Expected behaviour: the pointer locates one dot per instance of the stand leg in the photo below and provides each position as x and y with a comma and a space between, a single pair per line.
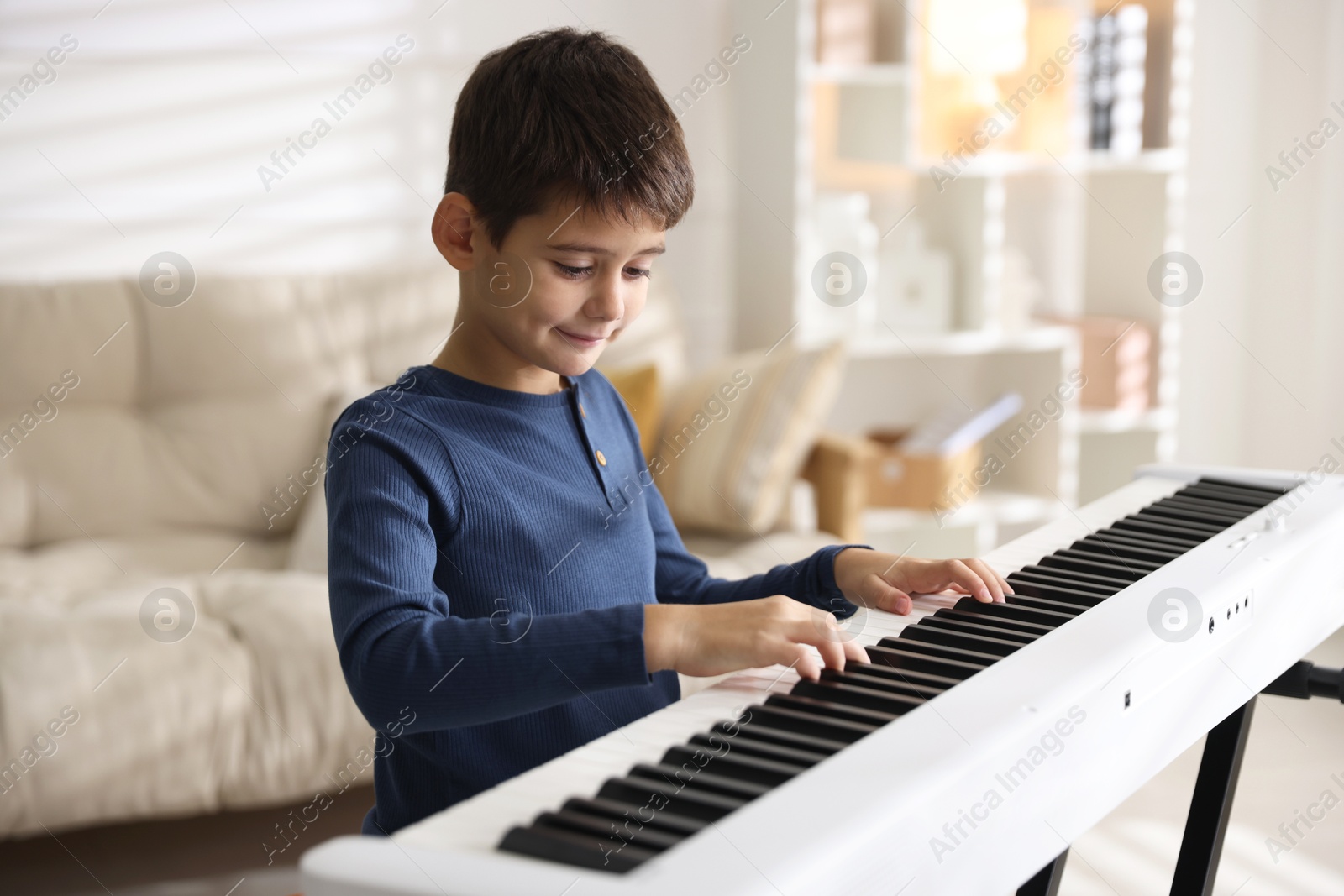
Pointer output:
1046, 883
1211, 805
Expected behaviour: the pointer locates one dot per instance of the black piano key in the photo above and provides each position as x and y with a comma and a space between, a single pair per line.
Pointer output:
1269, 490
1250, 492
911, 678
1164, 542
1164, 517
1119, 567
1041, 616
831, 710
944, 651
853, 674
609, 835
1195, 513
1079, 579
1112, 546
992, 622
1045, 604
1063, 580
729, 765
808, 723
745, 743
979, 627
584, 851
660, 795
1223, 496
1139, 524
952, 638
1081, 562
1037, 591
847, 694
622, 812
1210, 504
1151, 540
909, 661
696, 778
763, 731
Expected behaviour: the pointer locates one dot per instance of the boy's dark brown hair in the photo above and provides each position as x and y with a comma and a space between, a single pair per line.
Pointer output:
573, 114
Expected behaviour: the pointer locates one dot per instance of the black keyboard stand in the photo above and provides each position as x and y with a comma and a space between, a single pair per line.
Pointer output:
1046, 883
1211, 804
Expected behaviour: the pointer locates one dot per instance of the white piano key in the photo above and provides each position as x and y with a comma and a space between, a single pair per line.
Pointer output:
477, 824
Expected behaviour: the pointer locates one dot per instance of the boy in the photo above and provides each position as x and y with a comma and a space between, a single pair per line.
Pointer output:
490, 614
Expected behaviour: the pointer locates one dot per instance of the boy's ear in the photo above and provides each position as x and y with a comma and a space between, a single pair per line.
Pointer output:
452, 230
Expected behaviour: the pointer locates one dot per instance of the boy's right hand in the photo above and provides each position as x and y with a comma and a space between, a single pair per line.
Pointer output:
709, 640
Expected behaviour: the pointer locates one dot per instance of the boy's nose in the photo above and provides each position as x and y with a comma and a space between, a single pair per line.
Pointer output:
606, 300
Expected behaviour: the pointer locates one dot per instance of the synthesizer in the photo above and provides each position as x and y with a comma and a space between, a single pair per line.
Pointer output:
978, 743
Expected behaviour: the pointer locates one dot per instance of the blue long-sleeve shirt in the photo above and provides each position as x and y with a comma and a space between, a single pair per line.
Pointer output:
490, 553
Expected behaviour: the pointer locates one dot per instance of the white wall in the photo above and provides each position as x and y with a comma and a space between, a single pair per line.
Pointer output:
151, 136
1267, 74
152, 132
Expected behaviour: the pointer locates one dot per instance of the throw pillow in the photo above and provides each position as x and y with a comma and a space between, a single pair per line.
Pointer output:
736, 437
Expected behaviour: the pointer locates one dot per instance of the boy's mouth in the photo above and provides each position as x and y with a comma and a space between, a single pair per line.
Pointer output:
580, 338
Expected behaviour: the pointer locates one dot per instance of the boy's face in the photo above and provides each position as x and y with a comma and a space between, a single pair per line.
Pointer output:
561, 286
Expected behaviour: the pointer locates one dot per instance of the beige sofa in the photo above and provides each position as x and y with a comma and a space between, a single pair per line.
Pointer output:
140, 449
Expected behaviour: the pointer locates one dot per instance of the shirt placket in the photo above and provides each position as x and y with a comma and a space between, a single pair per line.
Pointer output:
597, 459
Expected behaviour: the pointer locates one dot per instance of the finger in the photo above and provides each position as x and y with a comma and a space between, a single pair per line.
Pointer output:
988, 577
895, 600
806, 664
853, 652
828, 642
877, 591
969, 580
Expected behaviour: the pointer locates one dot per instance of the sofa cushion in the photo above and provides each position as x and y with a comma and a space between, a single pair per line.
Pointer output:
643, 396
737, 436
210, 412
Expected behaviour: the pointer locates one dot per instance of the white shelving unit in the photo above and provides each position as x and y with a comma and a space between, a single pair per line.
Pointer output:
1086, 224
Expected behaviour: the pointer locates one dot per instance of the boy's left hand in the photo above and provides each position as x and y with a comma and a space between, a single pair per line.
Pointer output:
886, 580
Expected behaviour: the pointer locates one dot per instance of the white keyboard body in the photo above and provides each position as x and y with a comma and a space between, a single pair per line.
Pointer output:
866, 820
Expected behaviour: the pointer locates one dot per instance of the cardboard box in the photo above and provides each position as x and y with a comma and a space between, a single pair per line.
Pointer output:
918, 481
1117, 362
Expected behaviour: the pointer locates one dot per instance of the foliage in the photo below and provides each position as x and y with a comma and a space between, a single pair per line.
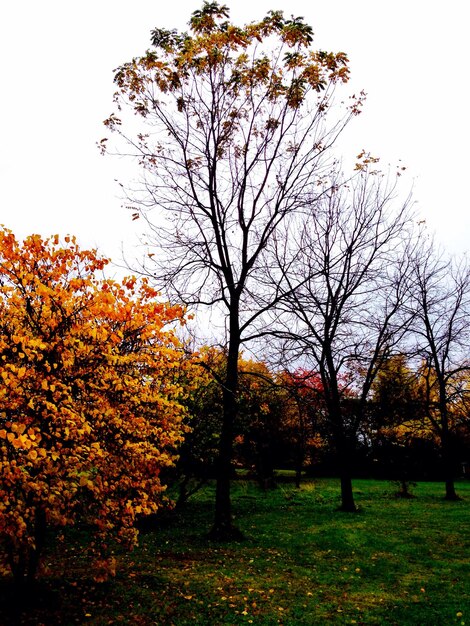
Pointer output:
90, 406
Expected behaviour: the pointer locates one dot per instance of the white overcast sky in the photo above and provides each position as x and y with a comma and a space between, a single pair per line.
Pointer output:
56, 62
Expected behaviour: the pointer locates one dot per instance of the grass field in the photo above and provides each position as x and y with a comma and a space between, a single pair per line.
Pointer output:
395, 562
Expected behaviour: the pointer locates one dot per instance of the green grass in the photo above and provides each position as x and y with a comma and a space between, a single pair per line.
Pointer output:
395, 562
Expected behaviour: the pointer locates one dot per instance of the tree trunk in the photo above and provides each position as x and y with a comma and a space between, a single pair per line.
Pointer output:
223, 529
448, 459
347, 497
344, 462
446, 446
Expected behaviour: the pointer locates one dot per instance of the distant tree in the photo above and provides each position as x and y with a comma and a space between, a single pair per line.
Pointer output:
233, 135
302, 416
345, 282
395, 424
441, 298
90, 408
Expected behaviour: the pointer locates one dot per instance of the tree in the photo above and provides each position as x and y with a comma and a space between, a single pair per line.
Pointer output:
395, 426
441, 297
348, 258
90, 406
233, 133
302, 416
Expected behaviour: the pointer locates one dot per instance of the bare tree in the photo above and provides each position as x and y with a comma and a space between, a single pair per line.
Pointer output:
236, 135
346, 273
441, 299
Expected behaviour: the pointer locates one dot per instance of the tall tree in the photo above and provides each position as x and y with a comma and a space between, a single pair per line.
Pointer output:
233, 133
441, 297
348, 259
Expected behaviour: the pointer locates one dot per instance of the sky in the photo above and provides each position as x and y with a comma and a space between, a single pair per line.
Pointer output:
56, 72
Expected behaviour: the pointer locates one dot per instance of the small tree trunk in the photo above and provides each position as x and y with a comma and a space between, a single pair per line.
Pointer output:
347, 497
345, 461
223, 529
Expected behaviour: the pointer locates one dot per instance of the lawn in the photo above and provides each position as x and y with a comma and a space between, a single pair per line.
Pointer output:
396, 561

• Exercise details
Using the listing above, pull out all lines that hold the word "piano".

• Response to the exercise
Expected behaviour: the pointer locates one dot per instance of the black piano key in the photo above and provides each position as x and y with a comma and a space between, a single pair per line.
Expected behaviour: the pointer locates one dot per instance of the white piano key in the photo above and provides each position as x and y with a comma and a space between, a single pair per line.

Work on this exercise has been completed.